### Esercizi da svolgere
(a) Elenca tutte le sezioni in cui, secondo la recensione, è divisa la selezione dai Quaderni del carcere.
(b) Quanta parte del libro occupa l'introduzione di Menetti, secondo la recensione?
(c) Riprendi la recensione subito dopo la sua ultima frase.

### Estratto della pagina
- - -

A cura di Andrea Menetti, Il lettore in catene. La critica letteraria nei Quaderni (Carocci, Roma 2004, pp.143, € 11,90)

Il lettore in catene. Gramsci critico letterario?

Di Alessandro Errico

C’era bisogno di una nuova, sia pur breve selezione dei Quaderni del carcere? L’esigenza di arrivare ad un pubblico ampio è da tempo il leit motiv che guida queste operazioni e dunque, partendo da questa impellente necessità, per molto tempo si è dato credito «ai temi più dei tempi», anche da quando con l’edizione critica si era giunti – illusoriamente – ad una consapevolezza di inscindibilità di un pensiero quanto mai “coerente” nelle sua apparente eterogeneità. E sia, versus «la superstizione della

cronologia», via con lo sforzo per «rendere accessibile» la composita ricchezza del pensiero di Antonio Gramsci al grande pubblico, anche al prezzo di ridurne la portata potenziale. È uscito recentemente da Carocci un libretto dal titolo Il lettore in catene. La critica letteraria nei Quaderni a cura di Andrea Menetti (Roma, Carocci editore, 2004, pp.143, euro 11,90) che si inserisce a pieno diritto in questa tradizione editoriale.
Il libro è aperto da una lunga introduzione dello stesso Menetti (La critica letteraria di Antonio Gramsci come «situazione spirituale del tempo») che, senza nulla togliere al Gramsci compresso, appare la parte più interessante del libro, tant’è che ne prende – come usa oggi – un buon terzo. I restanti due terzi sono occupati dalla selezione «dai Quaderni del carcere» che risulta a sua volta divisa in tre sezioni dedicate a Giornalismo, Letteratura popolare e, come era prevedibile dal sottotitolo, Critica letteraria. La selezione però esclude pregiudizialmente «temi noti e dibattuti, da Dante a Manzoni» per dare spazio al Gramsci “sociologo” «di gusto e raffinato» (Nota al lettore, p. 7).

- - -

### Righe di dati
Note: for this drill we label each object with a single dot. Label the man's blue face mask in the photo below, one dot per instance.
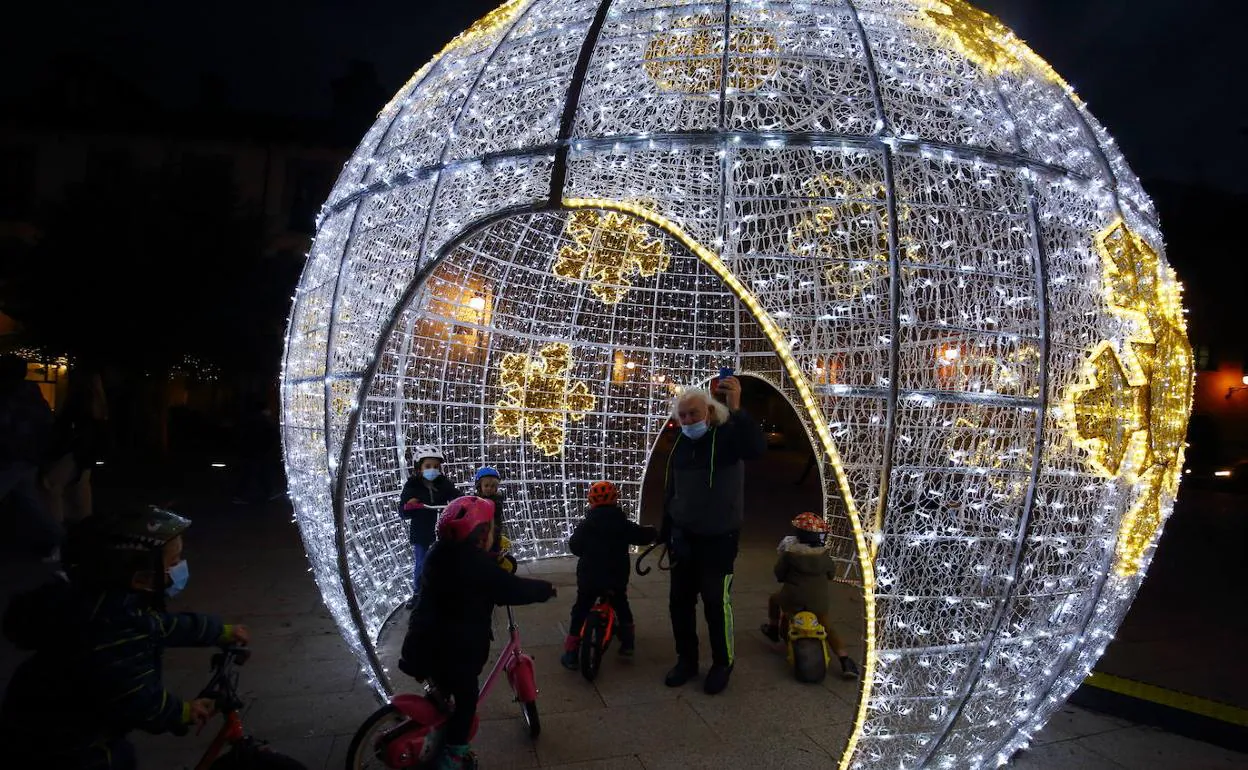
(179, 574)
(694, 431)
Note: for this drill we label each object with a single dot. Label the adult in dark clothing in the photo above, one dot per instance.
(600, 542)
(449, 630)
(426, 486)
(80, 439)
(99, 639)
(703, 512)
(25, 436)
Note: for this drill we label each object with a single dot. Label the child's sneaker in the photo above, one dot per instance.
(457, 758)
(771, 632)
(570, 658)
(628, 640)
(849, 669)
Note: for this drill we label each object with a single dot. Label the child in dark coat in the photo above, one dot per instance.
(449, 630)
(602, 540)
(426, 486)
(99, 638)
(805, 568)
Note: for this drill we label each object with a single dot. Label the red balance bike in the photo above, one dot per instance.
(595, 635)
(407, 731)
(245, 751)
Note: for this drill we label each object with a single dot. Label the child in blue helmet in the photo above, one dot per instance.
(487, 481)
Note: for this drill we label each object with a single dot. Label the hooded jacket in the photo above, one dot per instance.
(805, 572)
(602, 540)
(705, 478)
(96, 670)
(424, 521)
(449, 628)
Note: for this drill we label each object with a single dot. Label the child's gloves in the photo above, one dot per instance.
(235, 635)
(197, 711)
(508, 563)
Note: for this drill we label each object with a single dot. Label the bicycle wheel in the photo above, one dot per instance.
(367, 750)
(532, 720)
(592, 647)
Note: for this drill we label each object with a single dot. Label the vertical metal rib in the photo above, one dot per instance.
(568, 121)
(1037, 456)
(894, 278)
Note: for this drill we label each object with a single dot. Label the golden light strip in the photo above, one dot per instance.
(486, 25)
(808, 399)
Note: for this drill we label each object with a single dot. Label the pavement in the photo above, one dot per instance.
(307, 695)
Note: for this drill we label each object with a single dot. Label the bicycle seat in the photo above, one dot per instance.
(412, 670)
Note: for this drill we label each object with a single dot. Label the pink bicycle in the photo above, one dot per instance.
(407, 731)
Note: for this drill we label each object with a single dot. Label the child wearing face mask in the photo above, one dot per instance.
(487, 481)
(99, 633)
(426, 486)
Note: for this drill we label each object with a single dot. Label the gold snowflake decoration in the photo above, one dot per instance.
(539, 397)
(688, 60)
(1107, 412)
(605, 248)
(981, 38)
(1131, 409)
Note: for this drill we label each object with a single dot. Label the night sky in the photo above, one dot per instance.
(1165, 76)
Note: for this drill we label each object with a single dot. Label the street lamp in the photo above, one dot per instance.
(1237, 388)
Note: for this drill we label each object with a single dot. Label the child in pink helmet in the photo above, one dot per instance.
(448, 634)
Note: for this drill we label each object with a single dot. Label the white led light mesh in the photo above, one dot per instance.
(891, 210)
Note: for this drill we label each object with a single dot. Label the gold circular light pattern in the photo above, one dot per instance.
(891, 210)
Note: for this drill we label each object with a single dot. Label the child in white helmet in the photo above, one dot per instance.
(426, 486)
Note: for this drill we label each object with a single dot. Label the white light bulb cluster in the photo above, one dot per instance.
(891, 210)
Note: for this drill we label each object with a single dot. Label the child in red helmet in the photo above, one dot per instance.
(449, 630)
(602, 540)
(805, 567)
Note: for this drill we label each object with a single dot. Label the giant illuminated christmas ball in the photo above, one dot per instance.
(891, 210)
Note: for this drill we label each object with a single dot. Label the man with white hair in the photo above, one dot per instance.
(704, 506)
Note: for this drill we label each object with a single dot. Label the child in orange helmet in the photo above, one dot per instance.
(805, 567)
(602, 540)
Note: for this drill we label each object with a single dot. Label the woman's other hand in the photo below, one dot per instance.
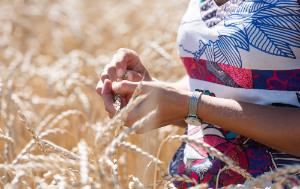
(125, 65)
(171, 104)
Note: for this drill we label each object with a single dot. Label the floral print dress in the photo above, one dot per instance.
(247, 50)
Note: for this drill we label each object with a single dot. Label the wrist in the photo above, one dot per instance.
(182, 104)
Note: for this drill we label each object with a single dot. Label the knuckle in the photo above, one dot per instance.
(111, 69)
(104, 76)
(124, 84)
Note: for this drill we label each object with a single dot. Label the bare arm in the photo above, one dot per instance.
(276, 127)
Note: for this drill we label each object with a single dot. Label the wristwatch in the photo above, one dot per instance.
(193, 118)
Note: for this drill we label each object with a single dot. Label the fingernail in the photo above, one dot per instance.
(120, 73)
(130, 76)
(99, 85)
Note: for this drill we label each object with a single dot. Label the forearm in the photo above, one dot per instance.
(276, 127)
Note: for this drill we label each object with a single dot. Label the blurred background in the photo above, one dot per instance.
(51, 55)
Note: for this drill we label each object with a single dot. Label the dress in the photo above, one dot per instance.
(247, 50)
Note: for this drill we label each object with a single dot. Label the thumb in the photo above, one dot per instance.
(124, 87)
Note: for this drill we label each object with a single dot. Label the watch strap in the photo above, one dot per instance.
(193, 104)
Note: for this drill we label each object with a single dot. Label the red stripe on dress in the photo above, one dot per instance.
(284, 80)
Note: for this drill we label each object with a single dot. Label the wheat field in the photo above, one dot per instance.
(54, 131)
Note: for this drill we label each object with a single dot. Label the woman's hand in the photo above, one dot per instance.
(125, 65)
(171, 104)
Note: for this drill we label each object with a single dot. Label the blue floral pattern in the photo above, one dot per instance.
(271, 26)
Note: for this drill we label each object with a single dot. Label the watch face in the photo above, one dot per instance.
(193, 121)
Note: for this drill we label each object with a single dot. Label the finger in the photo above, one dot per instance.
(124, 88)
(108, 97)
(104, 76)
(133, 76)
(99, 87)
(112, 73)
(125, 59)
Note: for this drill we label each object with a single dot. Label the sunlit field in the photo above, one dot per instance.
(54, 131)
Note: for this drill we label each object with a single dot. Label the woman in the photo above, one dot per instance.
(245, 55)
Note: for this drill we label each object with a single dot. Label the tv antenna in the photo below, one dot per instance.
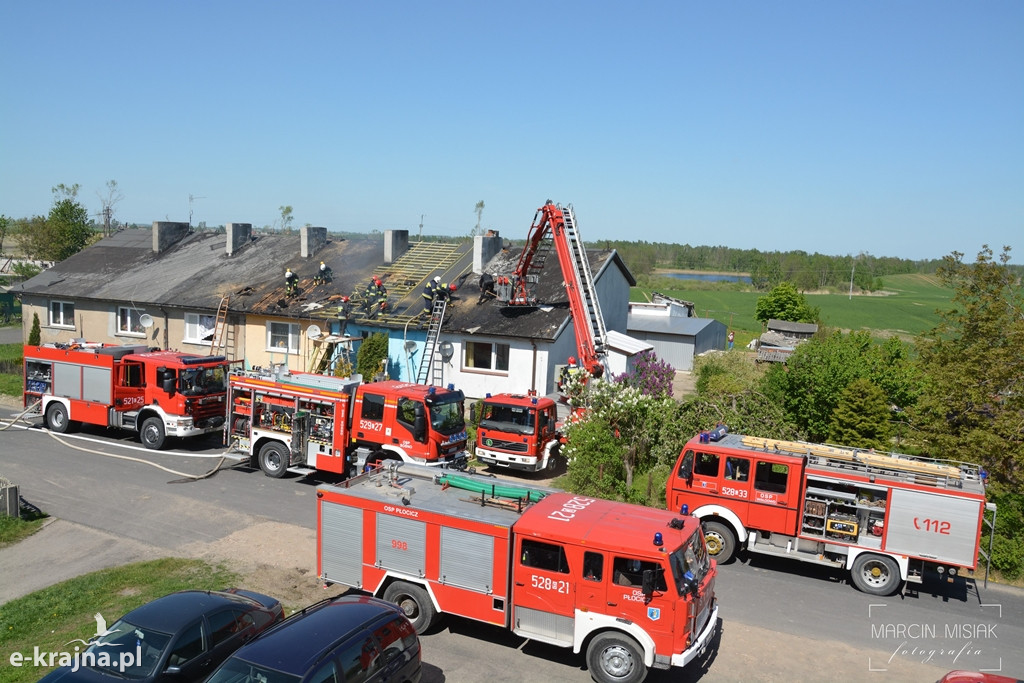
(192, 199)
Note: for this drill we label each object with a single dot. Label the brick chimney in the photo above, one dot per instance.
(485, 247)
(395, 244)
(311, 241)
(166, 233)
(239, 235)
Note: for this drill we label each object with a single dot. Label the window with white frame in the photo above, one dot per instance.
(283, 337)
(130, 322)
(61, 314)
(485, 355)
(199, 329)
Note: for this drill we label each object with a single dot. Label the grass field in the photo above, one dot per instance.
(907, 307)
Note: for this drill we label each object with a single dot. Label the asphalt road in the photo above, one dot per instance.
(779, 621)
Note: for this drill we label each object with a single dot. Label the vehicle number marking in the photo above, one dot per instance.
(546, 584)
(937, 525)
(570, 508)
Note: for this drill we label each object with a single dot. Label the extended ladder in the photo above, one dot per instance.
(220, 324)
(588, 294)
(430, 348)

- - -

### Risultati dell'esercizio
(a) Giornalismo, Letteratura popolare, Critica letteraria

(b) Un buon terzo del libro.

(c)
La figura del pensatore sardo è dunque tagliata in modo netto, anche se si constata «la difficoltà di separarne i confini» (pag. 10), difficoltà che viene superata con l’intenzione programmatica di seguire «con una certa libertà di direzione, sentieri che rimangono aperti e percorribili»: nello specifico, «l’intonazione che sottende questa scelta orientata di brani è di tracciare un sentiero del lettore» che presume inevitabilmente «strappi e scelte difficili» (p. 56). Al di là del metodo comunque, a pagina 17 si incontra un concetto radicalmente gramsciano che con fatica si riesce ad allineare al resto del discorso: «solo annullando i confini tra i saperi – divulgativo e specialistico – è possibile sperare in una crescita morale e intellettuale». Menetti rappresenta qui la più semplice e insieme complessa sfida che Gramsci lascia al critico delle idee: «scoprire il punto in cui il lettore diventa disponibile» e si prepara a «disporsi all'urto delle cose» (p. 20). La società di massa che bussa alla porta del lettore, l’industria culturale (definita a pag. 40 un po’ eufemisticamente, sulla scia di Tocqueville, «democrazia della cultura»: e l’eufemismo sembra la figura più ricorrente di questo saggio-introduzione) che lo uniforma ad una «moltitudine in attesa» (p. 42) prima invisibile e inafferrabile ora «nell’età della tecnica» invadente ed invasiva.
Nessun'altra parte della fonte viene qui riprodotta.